<<<<
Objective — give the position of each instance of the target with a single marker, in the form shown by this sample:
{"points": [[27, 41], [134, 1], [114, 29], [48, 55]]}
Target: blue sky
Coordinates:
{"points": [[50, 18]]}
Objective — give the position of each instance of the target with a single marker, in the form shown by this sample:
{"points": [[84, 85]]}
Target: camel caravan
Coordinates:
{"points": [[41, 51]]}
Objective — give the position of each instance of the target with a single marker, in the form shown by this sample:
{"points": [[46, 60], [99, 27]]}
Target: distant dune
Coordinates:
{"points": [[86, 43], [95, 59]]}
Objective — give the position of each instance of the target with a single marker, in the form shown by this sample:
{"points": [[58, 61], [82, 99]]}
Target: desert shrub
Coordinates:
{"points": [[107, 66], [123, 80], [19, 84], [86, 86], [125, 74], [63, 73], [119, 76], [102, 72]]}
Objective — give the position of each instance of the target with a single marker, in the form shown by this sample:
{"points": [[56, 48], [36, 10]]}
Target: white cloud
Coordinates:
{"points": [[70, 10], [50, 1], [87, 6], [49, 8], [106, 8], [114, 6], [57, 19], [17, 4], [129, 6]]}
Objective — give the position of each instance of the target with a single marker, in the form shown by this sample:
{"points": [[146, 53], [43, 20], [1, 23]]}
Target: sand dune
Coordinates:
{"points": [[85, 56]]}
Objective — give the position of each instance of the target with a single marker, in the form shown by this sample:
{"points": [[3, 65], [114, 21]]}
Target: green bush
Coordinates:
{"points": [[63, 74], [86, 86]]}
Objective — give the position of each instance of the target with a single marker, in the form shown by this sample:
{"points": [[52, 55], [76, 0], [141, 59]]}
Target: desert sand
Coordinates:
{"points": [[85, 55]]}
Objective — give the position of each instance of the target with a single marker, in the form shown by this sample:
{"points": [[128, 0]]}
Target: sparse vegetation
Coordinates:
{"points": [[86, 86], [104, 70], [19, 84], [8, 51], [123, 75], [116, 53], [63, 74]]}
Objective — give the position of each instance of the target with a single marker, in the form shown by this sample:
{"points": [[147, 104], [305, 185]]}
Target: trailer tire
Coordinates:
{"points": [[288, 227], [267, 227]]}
>>>>
◆ **Task**: Copy out every line of the listing that includes the string "desert".

◆ **Answer to the problem**:
Target: desert shrub
Target: desert sand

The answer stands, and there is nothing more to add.